Stated exercise 1
In the USB indicator discussion, why is one input of the comparator IC1b set slightly above ground? Answer in one to three sentences.
Stated exercise 2
Write a continuation of the USB indicator discussion that begins after its final sentence.

Selected passage
***
Would it be possible to put some type of sensor (I have no idea what) on the +5v line of the usb port then once the current draw goes up, turn the LED on then?
I just noticed that my USB hub just does what you want. Plug hub into USB port, red(power) LED turns on. Then plug device into hub(provided it's a low power device), green(device) LED for that port turns on.
The second op-amps (IC1b) in the above circuits are being used as comparators, as you say when the voltage on one input is higher than the voltage on the other, it switches about 4v to the led. I made one input a nats above ground, so when theres nothing plugged in its definitely off. The other input is either ground or about 100mV to switch the led. The first op-amp (IC1a) is just a buffer and may not be needed, but a dual package is about the same price as a single so WTF.
***
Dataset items
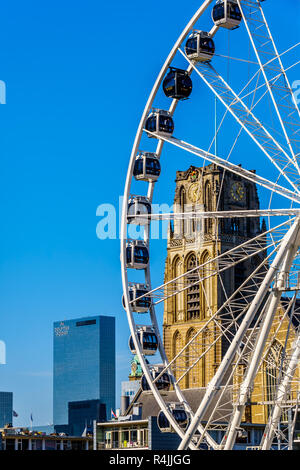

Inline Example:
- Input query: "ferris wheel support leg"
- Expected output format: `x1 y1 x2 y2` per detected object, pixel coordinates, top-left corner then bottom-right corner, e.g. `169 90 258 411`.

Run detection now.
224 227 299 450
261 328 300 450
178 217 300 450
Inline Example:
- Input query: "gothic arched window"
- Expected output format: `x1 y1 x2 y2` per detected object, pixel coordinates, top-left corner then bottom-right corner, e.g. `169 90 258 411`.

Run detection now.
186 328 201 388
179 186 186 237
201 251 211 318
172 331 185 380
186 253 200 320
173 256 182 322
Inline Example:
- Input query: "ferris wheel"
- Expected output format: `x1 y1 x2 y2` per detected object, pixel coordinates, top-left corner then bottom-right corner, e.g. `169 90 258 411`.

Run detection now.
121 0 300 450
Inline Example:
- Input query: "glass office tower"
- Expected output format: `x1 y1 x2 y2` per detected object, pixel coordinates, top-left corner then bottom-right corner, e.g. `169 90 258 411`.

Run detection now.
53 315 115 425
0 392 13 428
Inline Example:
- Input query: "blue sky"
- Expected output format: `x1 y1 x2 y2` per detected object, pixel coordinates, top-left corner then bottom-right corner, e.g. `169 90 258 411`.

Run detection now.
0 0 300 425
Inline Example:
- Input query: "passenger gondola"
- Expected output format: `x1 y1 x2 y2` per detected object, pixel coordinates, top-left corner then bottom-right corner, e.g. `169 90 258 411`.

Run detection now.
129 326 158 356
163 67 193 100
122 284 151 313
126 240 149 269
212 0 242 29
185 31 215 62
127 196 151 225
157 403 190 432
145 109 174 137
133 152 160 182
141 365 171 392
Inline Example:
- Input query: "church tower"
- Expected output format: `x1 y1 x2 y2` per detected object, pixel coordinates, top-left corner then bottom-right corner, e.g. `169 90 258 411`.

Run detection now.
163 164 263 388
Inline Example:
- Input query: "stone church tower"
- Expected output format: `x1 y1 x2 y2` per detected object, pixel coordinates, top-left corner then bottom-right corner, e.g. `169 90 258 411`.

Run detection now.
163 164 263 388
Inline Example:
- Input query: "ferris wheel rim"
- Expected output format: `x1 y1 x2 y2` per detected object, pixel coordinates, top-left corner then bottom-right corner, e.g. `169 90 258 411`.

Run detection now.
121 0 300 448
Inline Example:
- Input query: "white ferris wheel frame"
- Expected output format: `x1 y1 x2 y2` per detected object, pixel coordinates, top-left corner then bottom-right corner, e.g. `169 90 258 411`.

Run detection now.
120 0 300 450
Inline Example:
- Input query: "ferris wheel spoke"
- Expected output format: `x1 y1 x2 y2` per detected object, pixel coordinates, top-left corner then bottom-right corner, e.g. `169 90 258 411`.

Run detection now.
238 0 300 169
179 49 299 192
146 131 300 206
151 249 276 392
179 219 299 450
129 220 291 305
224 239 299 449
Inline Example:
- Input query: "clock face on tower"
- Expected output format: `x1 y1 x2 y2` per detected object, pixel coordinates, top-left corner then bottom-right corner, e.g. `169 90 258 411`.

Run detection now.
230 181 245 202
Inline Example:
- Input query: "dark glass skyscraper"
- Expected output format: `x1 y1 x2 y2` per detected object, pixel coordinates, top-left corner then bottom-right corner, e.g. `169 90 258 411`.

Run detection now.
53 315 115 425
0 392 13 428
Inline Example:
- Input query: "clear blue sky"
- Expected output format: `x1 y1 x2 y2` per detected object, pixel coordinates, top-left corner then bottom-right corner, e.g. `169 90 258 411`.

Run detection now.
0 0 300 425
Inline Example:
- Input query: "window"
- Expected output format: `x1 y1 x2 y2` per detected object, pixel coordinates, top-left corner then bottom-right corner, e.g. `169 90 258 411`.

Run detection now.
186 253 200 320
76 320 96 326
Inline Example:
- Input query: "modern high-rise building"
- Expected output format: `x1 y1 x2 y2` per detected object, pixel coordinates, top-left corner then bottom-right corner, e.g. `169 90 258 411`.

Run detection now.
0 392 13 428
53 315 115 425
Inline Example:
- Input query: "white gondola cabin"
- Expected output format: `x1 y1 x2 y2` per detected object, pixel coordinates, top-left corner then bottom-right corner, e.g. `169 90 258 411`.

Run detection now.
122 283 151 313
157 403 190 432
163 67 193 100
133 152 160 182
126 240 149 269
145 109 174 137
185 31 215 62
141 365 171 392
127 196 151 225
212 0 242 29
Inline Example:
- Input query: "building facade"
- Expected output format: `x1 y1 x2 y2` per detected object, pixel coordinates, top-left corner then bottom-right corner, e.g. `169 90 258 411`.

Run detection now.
***
Expected output 1
One input of IC1b is set a little above ground so that the LED is definitely off when nothing is plugged in. The other input sits at ground or at about 100mV, and that difference is what switches the LED.

Expected output 2
er im guessing but i think thats to simulate a usb device being plugged in so you can simulate hte circuit
why not just use usb cables that have clear ends with the LED's inside that light up when you plug them in? i saw a pair at future shop (red and blue) for $19.99CAD edit:: and, if you want to integrate this into like a usb mouse, open the mouse up, splice one of the ends of the usb connector and wire it directly inside the mouse, that way you have no visible splices, the connector still lights, and your usb looks mad leet
That's the problem, i don't want to have to open up my xbox again unless i'm gonna do this mod. It's a pain to take out the screws when they are blocked by a dvd enclosure and attached by an IDE cable. I did post a request for some other xbox case modders to scan theirs, but i dunno how that will turn out. Here is the original thread of the mod idea. You can also check out that site to see some of the xbox case mods being done. You might be surprised to know that besides games the Xbox can run Linux (Debian, Mandrake, Gentoo), at least 15 different Emulators, and XBOX MEDIA PLAYER!! All with up to a 120 gb hard drive replacement. It's really been hacked more than any other console. BTW, you need a modchip. Yeah that would be cool, but its just not the same.
Could be even simpler. I spotted a cheap Maplin 5-USB socket bay panel with "activity indicator lights" on each socket. All the connections it has are the 4 USB wires, +5v, 0v and the 2 data lines, so perhaps a logic probe-type circuit on the right data wire will do the trick. Anybody got a USB hub or panel with lights who can tell us what chips are in the box?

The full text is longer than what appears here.